Start Items
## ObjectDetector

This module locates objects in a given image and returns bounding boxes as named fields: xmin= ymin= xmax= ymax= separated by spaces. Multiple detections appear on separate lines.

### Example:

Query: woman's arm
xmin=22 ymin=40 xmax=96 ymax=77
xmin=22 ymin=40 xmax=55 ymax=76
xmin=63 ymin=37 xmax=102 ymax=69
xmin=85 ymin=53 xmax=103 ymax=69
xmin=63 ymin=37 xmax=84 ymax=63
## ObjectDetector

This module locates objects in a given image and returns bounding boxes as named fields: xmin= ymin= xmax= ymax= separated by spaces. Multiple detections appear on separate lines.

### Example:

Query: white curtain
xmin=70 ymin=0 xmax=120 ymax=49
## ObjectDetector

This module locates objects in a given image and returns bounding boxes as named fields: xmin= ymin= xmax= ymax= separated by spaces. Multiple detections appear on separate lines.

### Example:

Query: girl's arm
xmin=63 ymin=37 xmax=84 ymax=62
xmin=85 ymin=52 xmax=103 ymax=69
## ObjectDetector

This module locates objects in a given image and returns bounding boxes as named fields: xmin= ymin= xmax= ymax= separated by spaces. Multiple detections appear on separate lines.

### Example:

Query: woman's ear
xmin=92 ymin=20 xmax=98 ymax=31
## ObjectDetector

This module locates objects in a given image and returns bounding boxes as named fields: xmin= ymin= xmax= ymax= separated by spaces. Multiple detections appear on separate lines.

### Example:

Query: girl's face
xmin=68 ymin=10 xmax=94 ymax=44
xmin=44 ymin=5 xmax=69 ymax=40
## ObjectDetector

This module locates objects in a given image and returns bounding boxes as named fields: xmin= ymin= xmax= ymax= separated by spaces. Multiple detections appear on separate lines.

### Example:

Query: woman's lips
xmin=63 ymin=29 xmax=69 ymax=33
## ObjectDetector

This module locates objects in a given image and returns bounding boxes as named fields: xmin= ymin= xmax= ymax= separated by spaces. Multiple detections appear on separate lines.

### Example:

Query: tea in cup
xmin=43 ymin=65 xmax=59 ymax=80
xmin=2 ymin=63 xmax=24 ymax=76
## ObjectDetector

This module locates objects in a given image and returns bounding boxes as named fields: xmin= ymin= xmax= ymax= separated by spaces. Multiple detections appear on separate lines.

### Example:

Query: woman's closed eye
End Items
:: What this task involves ::
Swap "module" for "component" throughout all of the records above, and reproduce them with nothing else altered.

:: Exercise solution ::
## ObjectDetector

This component locates objects in a given image and returns bounding boxes as named fields: xmin= ymin= xmax= ymax= separated by spaces. Multiple detections appear on separate lines.

### Example:

Query: woman's arm
xmin=22 ymin=40 xmax=96 ymax=77
xmin=22 ymin=40 xmax=55 ymax=76
xmin=63 ymin=37 xmax=102 ymax=69
xmin=85 ymin=53 xmax=103 ymax=69
xmin=63 ymin=37 xmax=84 ymax=63
## ObjectDetector

This component locates objects in a given image and returns bounding boxes as named fields: xmin= ymin= xmax= ymax= separated by spaces. Multiple detections appear on separate lines.

### Example:

Query: white curtain
xmin=70 ymin=0 xmax=120 ymax=49
## ObjectDetector

This component locates objects in a given image and returns bounding boxes as named fields: xmin= ymin= xmax= ymax= separated by spaces. Multiple detections appear on separate lines.

### Example:

Query: girl's arm
xmin=63 ymin=37 xmax=84 ymax=62
xmin=85 ymin=52 xmax=103 ymax=69
## ObjectDetector

This component locates objects in a given image and returns bounding boxes as named fields: xmin= ymin= xmax= ymax= separated by spaces. Multiple detections appear on separate lines.

### Example:

Query: woman's ear
xmin=92 ymin=20 xmax=98 ymax=31
## ObjectDetector

This component locates objects in a given image and returns bounding boxes as named fields: xmin= ymin= xmax= ymax= separated by spaces. Multiple detections appear on separate lines.

### Example:

Query: girl's face
xmin=68 ymin=10 xmax=94 ymax=44
xmin=44 ymin=5 xmax=69 ymax=40
## ObjectDetector

This component locates objects in a given image and returns bounding boxes as named fields: xmin= ymin= xmax= ymax= separated by spaces. Multiple detections appear on separate lines.

### Example:

Query: woman's lips
xmin=63 ymin=29 xmax=69 ymax=33
## ObjectDetector

This component locates objects in a given image and returns bounding boxes as named fields: xmin= ymin= xmax= ymax= separated by spaces. Multiple detections appear on separate lines.

### Example:

Query: tea in cup
xmin=43 ymin=65 xmax=59 ymax=80
xmin=2 ymin=63 xmax=24 ymax=76
## ObjectDetector

This component locates objects in a given image and returns bounding boxes as named fields: xmin= ymin= xmax= ymax= separated by spaces. Multiple detections appear on separate lines.

### Example:

Query: woman's closed eye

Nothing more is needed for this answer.